Extract:
######

I take shadow in God’s wings:   In Chapter 57, a cigarette lighter taken as a souvenir by a murderer is returned to the victim’s mother, together with a business card with the handwritten message, “I take shadow in God’s wings,” a paraphrase of a sentiment expressed in Psalm 17:8, where David seeks protection from his mortal enemies.  The signature on the card is meant to mislead the victim’s mother about the identity of the murderer.  The Bible phrase twists King David’s prayer into its opposite meaning:  the evil murderer claims that God Himself is protecting him from punishment.
 
SEXUAL PERVERSION
Some of our readers want to see more sex in our books.  Unlike romance novels, murder mysteries do not really lend themselves to explicit sexual scenes, and we are incapable of writing them anyway. 
 
However, when we were about to start Agenda for Murder, two separate, unrelated sources told us about sex clubs in Fort Wayne.  We never had the courage to check them out personally, even in the name of research, but we’ve read about them.  As it happens, their existence fit perfectly with the vices of two of our central characters.  How often has a politician or international official or famous movie star or admired corporate executive or churchman been publicly humiliated when a sexual perversion surfaced -- exhibitionism, secret homosexuality, infidelity, pedophilia, addiction to pornography, even rape.  Sex is frequently the vice of choice for the rich, famous, and powerful.
 
Thus, in Agenda for Murder, the Free Willys, a loose collection of swingers, are the inspiration for the more formal Caviar Club, an upscale nightclub for swingers founded and frequented by our central characters who wear virtuous faces in public.  In fact, the climactic scene takes place in The Caviar Club.  The scenes in The Caviar Club are as funny as they are disgusting.
 
In short, Agenda for Murder has much more to say about sex than our previous books, but hunting for the sexy scenes won’t be as titillating as doing the same thing in a book by Jackie Collins or Danielle Steele.

######

Given data:
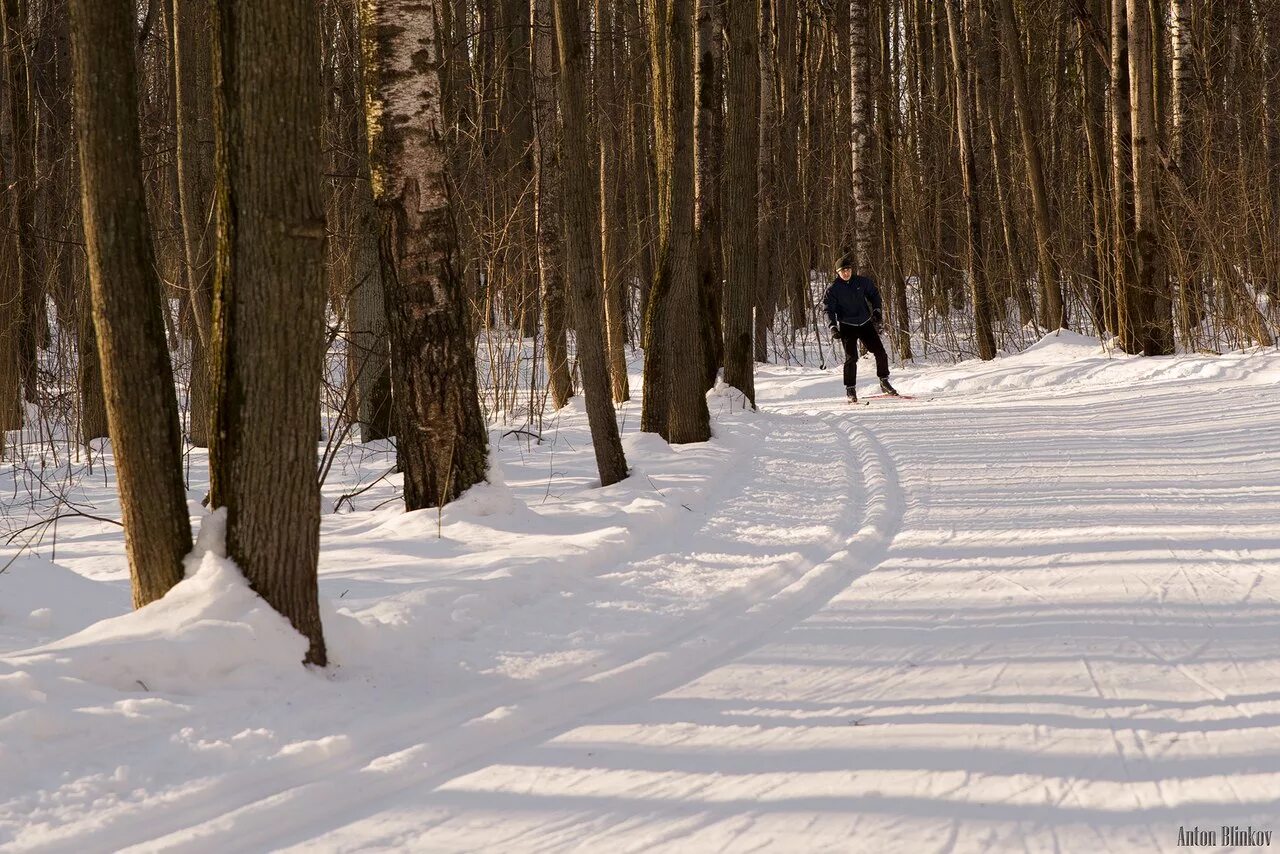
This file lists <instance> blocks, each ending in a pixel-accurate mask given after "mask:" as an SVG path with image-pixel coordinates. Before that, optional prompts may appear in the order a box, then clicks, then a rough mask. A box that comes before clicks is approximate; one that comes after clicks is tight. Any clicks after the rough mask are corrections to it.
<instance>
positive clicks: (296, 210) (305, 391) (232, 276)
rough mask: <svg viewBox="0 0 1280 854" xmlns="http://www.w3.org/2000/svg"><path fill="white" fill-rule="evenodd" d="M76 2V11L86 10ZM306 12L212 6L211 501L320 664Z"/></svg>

######

Task to carry out: Could you return, word for word, the part of the Agenda for Murder excerpt above that opens with "Thus, in Agenda" and closes with "they are disgusting."?

Answer below:
Thus, in Agenda for Murder, the Free Willys, a loose collection of swingers, are the inspiration for the more formal Caviar Club, an upscale nightclub for swingers founded and frequented by our central characters who wear virtuous faces in public.  In fact, the climactic scene takes place in The Caviar Club.  The scenes in The Caviar Club are as funny as they are disgusting.